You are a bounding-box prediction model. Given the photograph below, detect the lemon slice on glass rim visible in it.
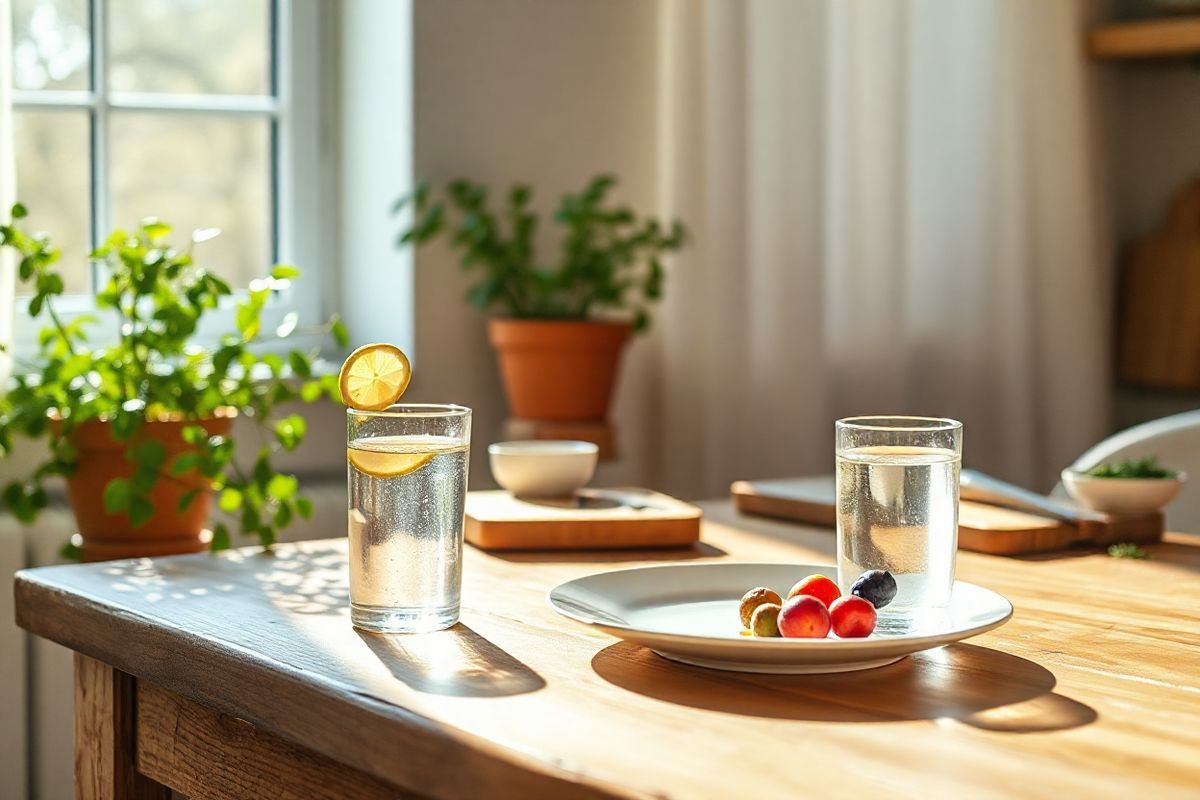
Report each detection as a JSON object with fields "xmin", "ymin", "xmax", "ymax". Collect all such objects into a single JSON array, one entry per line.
[{"xmin": 337, "ymin": 343, "xmax": 413, "ymax": 411}]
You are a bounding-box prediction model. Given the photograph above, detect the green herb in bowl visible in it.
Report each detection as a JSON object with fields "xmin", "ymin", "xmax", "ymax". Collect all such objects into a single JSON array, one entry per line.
[
  {"xmin": 1087, "ymin": 456, "xmax": 1178, "ymax": 477},
  {"xmin": 1109, "ymin": 542, "xmax": 1150, "ymax": 559}
]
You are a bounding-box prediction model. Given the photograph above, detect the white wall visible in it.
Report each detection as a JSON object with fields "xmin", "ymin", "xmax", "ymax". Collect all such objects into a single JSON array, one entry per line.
[{"xmin": 409, "ymin": 0, "xmax": 670, "ymax": 487}]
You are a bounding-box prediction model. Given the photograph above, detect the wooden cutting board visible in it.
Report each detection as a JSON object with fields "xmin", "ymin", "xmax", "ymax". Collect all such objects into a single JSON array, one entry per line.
[
  {"xmin": 731, "ymin": 475, "xmax": 1163, "ymax": 555},
  {"xmin": 466, "ymin": 488, "xmax": 701, "ymax": 551}
]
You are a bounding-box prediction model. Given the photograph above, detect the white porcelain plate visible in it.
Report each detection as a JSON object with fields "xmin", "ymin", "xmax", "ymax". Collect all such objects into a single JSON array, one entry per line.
[{"xmin": 548, "ymin": 564, "xmax": 1013, "ymax": 674}]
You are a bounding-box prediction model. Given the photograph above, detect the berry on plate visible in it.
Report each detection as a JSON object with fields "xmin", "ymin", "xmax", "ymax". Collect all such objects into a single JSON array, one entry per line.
[
  {"xmin": 850, "ymin": 570, "xmax": 896, "ymax": 608},
  {"xmin": 779, "ymin": 595, "xmax": 830, "ymax": 639},
  {"xmin": 787, "ymin": 575, "xmax": 841, "ymax": 608},
  {"xmin": 829, "ymin": 595, "xmax": 876, "ymax": 639}
]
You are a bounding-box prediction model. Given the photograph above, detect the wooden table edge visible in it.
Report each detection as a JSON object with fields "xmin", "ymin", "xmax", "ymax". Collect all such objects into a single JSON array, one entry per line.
[{"xmin": 13, "ymin": 570, "xmax": 652, "ymax": 799}]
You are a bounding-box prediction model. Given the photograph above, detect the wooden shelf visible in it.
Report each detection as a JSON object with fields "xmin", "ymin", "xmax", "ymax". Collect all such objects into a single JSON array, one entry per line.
[{"xmin": 1087, "ymin": 17, "xmax": 1200, "ymax": 59}]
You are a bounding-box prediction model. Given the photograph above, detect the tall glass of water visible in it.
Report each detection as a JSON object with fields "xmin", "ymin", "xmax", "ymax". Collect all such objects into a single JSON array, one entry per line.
[
  {"xmin": 346, "ymin": 404, "xmax": 470, "ymax": 633},
  {"xmin": 836, "ymin": 416, "xmax": 962, "ymax": 633}
]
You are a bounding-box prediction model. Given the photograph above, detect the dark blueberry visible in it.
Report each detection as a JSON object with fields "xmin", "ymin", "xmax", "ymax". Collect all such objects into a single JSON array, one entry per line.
[{"xmin": 850, "ymin": 570, "xmax": 896, "ymax": 608}]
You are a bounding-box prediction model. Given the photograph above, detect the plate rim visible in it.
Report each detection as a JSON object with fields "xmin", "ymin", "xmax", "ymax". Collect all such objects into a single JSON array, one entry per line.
[{"xmin": 546, "ymin": 561, "xmax": 1014, "ymax": 652}]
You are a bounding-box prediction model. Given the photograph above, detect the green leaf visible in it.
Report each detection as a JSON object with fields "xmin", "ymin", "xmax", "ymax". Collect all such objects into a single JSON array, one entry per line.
[
  {"xmin": 170, "ymin": 452, "xmax": 200, "ymax": 477},
  {"xmin": 271, "ymin": 264, "xmax": 300, "ymax": 281},
  {"xmin": 142, "ymin": 217, "xmax": 170, "ymax": 239},
  {"xmin": 329, "ymin": 314, "xmax": 350, "ymax": 347},
  {"xmin": 263, "ymin": 353, "xmax": 283, "ymax": 378},
  {"xmin": 266, "ymin": 475, "xmax": 300, "ymax": 501},
  {"xmin": 130, "ymin": 439, "xmax": 167, "ymax": 473},
  {"xmin": 180, "ymin": 425, "xmax": 209, "ymax": 445},
  {"xmin": 103, "ymin": 477, "xmax": 133, "ymax": 513},
  {"xmin": 131, "ymin": 469, "xmax": 158, "ymax": 495},
  {"xmin": 300, "ymin": 380, "xmax": 325, "ymax": 403},
  {"xmin": 113, "ymin": 409, "xmax": 145, "ymax": 441},
  {"xmin": 209, "ymin": 522, "xmax": 233, "ymax": 551},
  {"xmin": 254, "ymin": 447, "xmax": 275, "ymax": 488},
  {"xmin": 241, "ymin": 505, "xmax": 263, "ymax": 534},
  {"xmin": 217, "ymin": 486, "xmax": 242, "ymax": 513},
  {"xmin": 275, "ymin": 414, "xmax": 308, "ymax": 450},
  {"xmin": 130, "ymin": 498, "xmax": 154, "ymax": 528},
  {"xmin": 234, "ymin": 303, "xmax": 260, "ymax": 339}
]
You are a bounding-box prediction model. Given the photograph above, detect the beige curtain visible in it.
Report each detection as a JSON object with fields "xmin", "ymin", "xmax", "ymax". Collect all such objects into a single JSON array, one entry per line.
[
  {"xmin": 0, "ymin": 0, "xmax": 17, "ymax": 387},
  {"xmin": 659, "ymin": 0, "xmax": 1110, "ymax": 497}
]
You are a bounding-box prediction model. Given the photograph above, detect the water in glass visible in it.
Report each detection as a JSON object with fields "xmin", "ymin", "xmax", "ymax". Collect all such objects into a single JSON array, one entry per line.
[
  {"xmin": 348, "ymin": 435, "xmax": 468, "ymax": 632},
  {"xmin": 838, "ymin": 445, "xmax": 960, "ymax": 633}
]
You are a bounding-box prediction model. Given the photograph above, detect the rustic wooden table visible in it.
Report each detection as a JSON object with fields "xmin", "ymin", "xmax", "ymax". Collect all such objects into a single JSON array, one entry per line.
[{"xmin": 17, "ymin": 503, "xmax": 1200, "ymax": 799}]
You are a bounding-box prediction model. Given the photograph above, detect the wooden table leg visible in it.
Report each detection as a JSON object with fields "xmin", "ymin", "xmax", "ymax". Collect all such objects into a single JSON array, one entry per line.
[{"xmin": 74, "ymin": 652, "xmax": 170, "ymax": 800}]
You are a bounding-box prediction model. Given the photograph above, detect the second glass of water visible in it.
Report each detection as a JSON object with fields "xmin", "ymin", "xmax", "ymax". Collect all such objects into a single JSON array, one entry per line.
[
  {"xmin": 836, "ymin": 416, "xmax": 962, "ymax": 633},
  {"xmin": 346, "ymin": 404, "xmax": 470, "ymax": 633}
]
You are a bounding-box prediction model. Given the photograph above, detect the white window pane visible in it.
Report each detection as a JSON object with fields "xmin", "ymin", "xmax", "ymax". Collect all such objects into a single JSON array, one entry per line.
[
  {"xmin": 13, "ymin": 110, "xmax": 91, "ymax": 294},
  {"xmin": 109, "ymin": 112, "xmax": 272, "ymax": 287},
  {"xmin": 12, "ymin": 0, "xmax": 91, "ymax": 90},
  {"xmin": 108, "ymin": 0, "xmax": 271, "ymax": 95}
]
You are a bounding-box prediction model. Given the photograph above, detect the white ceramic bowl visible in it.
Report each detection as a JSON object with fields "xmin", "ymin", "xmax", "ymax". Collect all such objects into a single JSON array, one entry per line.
[
  {"xmin": 487, "ymin": 439, "xmax": 600, "ymax": 498},
  {"xmin": 1062, "ymin": 468, "xmax": 1187, "ymax": 515}
]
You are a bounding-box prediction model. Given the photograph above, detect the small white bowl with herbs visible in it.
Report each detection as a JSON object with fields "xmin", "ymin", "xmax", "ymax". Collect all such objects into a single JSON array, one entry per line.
[{"xmin": 1062, "ymin": 456, "xmax": 1187, "ymax": 516}]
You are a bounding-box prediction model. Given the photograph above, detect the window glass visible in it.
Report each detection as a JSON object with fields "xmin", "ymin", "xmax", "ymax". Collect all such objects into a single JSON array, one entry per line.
[
  {"xmin": 12, "ymin": 0, "xmax": 91, "ymax": 90},
  {"xmin": 13, "ymin": 109, "xmax": 91, "ymax": 294},
  {"xmin": 109, "ymin": 110, "xmax": 274, "ymax": 287},
  {"xmin": 108, "ymin": 0, "xmax": 272, "ymax": 95}
]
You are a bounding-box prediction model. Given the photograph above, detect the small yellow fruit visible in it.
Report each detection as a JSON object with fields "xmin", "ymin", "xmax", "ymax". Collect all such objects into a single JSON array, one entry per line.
[
  {"xmin": 738, "ymin": 587, "xmax": 784, "ymax": 627},
  {"xmin": 750, "ymin": 603, "xmax": 781, "ymax": 637},
  {"xmin": 337, "ymin": 344, "xmax": 413, "ymax": 411}
]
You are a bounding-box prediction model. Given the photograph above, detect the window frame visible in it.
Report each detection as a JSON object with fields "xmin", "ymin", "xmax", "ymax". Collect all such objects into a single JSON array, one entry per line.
[{"xmin": 12, "ymin": 0, "xmax": 335, "ymax": 360}]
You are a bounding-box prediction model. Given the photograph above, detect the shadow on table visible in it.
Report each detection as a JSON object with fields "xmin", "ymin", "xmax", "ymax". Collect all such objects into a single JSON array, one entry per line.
[
  {"xmin": 355, "ymin": 622, "xmax": 546, "ymax": 697},
  {"xmin": 592, "ymin": 642, "xmax": 1097, "ymax": 733},
  {"xmin": 487, "ymin": 542, "xmax": 726, "ymax": 564},
  {"xmin": 251, "ymin": 549, "xmax": 350, "ymax": 614}
]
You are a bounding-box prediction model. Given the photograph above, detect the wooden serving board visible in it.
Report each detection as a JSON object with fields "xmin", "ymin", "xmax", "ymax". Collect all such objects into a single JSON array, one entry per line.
[
  {"xmin": 466, "ymin": 488, "xmax": 702, "ymax": 551},
  {"xmin": 731, "ymin": 475, "xmax": 1163, "ymax": 555}
]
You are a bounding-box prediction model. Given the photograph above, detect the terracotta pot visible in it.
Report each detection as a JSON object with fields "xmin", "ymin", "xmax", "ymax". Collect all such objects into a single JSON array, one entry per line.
[
  {"xmin": 67, "ymin": 409, "xmax": 236, "ymax": 561},
  {"xmin": 487, "ymin": 318, "xmax": 630, "ymax": 420}
]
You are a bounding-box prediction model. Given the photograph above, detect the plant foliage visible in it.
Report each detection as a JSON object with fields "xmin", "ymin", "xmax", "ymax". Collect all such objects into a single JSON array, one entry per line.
[
  {"xmin": 395, "ymin": 175, "xmax": 685, "ymax": 330},
  {"xmin": 0, "ymin": 204, "xmax": 348, "ymax": 549}
]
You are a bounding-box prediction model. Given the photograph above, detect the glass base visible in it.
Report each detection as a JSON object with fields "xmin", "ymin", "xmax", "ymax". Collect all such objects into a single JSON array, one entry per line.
[
  {"xmin": 875, "ymin": 606, "xmax": 952, "ymax": 636},
  {"xmin": 350, "ymin": 603, "xmax": 458, "ymax": 633}
]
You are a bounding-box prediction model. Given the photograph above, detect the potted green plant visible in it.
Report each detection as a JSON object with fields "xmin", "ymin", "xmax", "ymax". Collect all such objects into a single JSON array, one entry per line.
[
  {"xmin": 395, "ymin": 175, "xmax": 684, "ymax": 421},
  {"xmin": 0, "ymin": 204, "xmax": 348, "ymax": 559}
]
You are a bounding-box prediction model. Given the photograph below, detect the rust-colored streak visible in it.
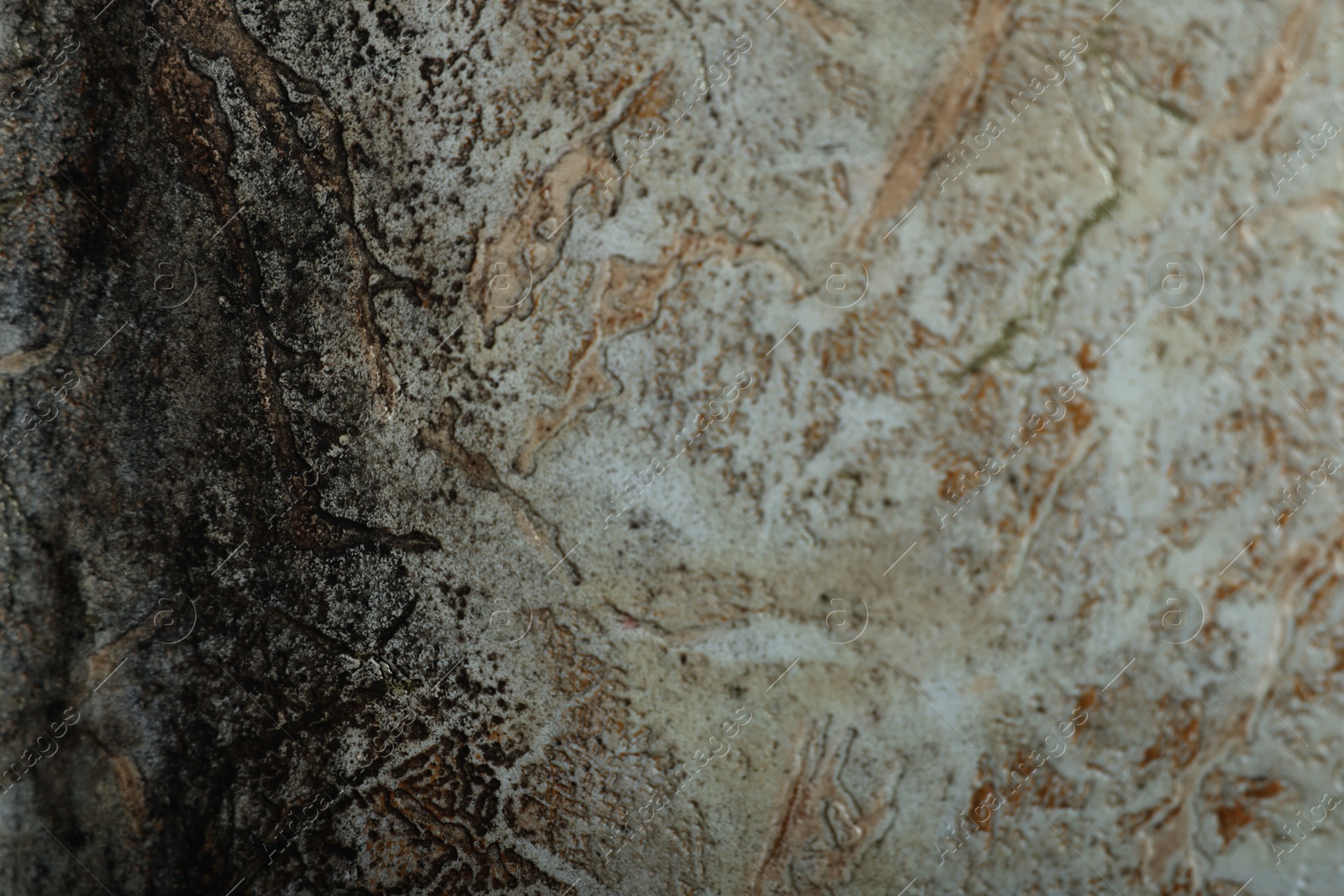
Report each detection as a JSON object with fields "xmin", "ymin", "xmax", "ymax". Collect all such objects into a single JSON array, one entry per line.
[
  {"xmin": 1211, "ymin": 0, "xmax": 1320, "ymax": 139},
  {"xmin": 853, "ymin": 0, "xmax": 1012, "ymax": 244}
]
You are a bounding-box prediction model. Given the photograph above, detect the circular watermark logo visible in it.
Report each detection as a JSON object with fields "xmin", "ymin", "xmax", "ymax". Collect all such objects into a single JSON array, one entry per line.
[
  {"xmin": 155, "ymin": 598, "xmax": 197, "ymax": 643},
  {"xmin": 1147, "ymin": 253, "xmax": 1205, "ymax": 307},
  {"xmin": 811, "ymin": 253, "xmax": 869, "ymax": 307},
  {"xmin": 155, "ymin": 262, "xmax": 197, "ymax": 309},
  {"xmin": 486, "ymin": 255, "xmax": 533, "ymax": 307},
  {"xmin": 817, "ymin": 589, "xmax": 869, "ymax": 643},
  {"xmin": 475, "ymin": 596, "xmax": 533, "ymax": 645},
  {"xmin": 1147, "ymin": 584, "xmax": 1205, "ymax": 643}
]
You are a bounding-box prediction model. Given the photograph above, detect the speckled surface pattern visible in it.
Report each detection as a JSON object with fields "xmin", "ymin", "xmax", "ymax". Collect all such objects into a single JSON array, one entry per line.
[{"xmin": 0, "ymin": 0, "xmax": 1344, "ymax": 896}]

§ §

-- AIM --
Pull out every line of the entries above that contains the string "window". Case counts.

-- EXPECTED OUTPUT --
You are a bounding-box prediction model. Given the photograph above, detect the white window pane visible in it.
You are a bounding-box prediction model. Given the photograph above, detect the window glass visible in it.
You are a bounding-box prediction model. Given the photograph above, detect the window frame visible in it.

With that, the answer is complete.